Document extract.
Data centre operators buy chips from a range of suppliers. That includes Meta, which recently signed long-term deals with Nvidia, AMD and startup Cerebras Systems Inc. The social networking company plans to use the AGI CPUs with its other chips.
“We worked alongside Arm to develop the Arm AGI CPU to deploy an efficient compute platform that significantly improves our data centre performance density,” Santosh Janardhan, head of infrastructure at Meta, said in a statement.
Other companies — including OpenAI, Cerebras and SK Telecom Co — also plan to deploy the AGI CPU in their infrastructure, Arm said. Off-the-shelf systems using the chip are out now from sellers such as Quanta Computer Inc and Super Micro Computer Inc. They should be available in greater volumes in the second half of this year, Arm said.
Haas also touted a potential opportunity to sell the new chip in China. Though the product doesn’t yet have customers in that country, it likely wouldn’t trigger US export controls, he said.
Under Haas, Arm has increased its revenue by more than 20% a year. Annual sales topped US$4 billion for the first time in 2025.
At the same time, Arm has maintained a startlingly high level of profitability. Gross margin, the percentage of revenue left after deducting costs of production, was 98% in its most recent quarter.
Most of Arm’s peers in the chip industry have much higher sales but lower margins. Even Nvidia, with its near lock on sales of AI accelerators, has margins in the mid-70% range. But Arm generates a tiny fraction of the revenue: Nvidia is on course for annual sales of US$356 billion this fiscal year, according to Wall Street estimates.
SoftBank is also ramping up its own efforts to get into AI data centres. That push has involved acquiring chip startups and investing heavily in data centre owners.

Supplied material.

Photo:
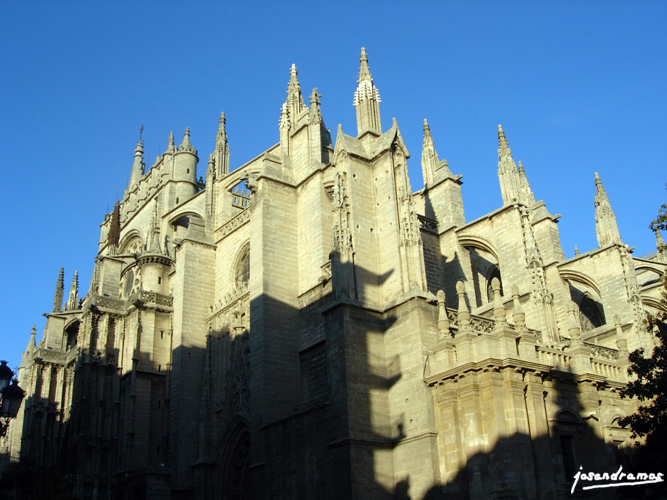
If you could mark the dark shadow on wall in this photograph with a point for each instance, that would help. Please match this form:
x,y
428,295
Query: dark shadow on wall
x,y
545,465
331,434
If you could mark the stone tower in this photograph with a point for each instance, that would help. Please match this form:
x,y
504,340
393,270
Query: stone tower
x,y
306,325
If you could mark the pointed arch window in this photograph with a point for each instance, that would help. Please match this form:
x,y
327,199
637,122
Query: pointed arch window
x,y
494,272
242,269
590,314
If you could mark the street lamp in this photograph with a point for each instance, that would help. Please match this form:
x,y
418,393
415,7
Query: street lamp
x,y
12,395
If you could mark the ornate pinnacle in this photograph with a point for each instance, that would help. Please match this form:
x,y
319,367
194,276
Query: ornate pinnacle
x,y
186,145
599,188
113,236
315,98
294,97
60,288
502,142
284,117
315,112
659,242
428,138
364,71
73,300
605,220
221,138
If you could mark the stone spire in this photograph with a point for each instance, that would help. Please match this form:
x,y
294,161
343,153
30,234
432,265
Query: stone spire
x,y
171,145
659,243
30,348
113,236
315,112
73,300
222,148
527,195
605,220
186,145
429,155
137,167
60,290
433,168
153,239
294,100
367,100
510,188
--
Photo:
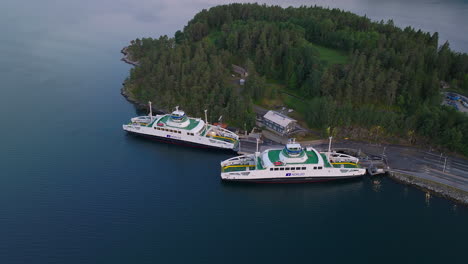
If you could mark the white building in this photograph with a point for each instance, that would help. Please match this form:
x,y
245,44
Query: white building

Tasks.
**1.** According to the Arm chip article, what was Arm's gross margin in its most recent quarter?
**2.** Copy the passage of the Arm chip article verbatim, starting with "Under Haas, Arm" and going on through "most recent quarter.".
The listing has no connection to the Arm chip article and is separate material.

Task-by-task outputs.
**1.** 98%

**2.**
Under Haas, Arm has increased its revenue by more than 20% a year. Annual sales topped US$4 billion for the first time in 2025.
At the same time, Arm has maintained a startlingly high level of profitability. Gross margin, the percentage of revenue left after deducting costs of production, was 98% in its most recent quarter.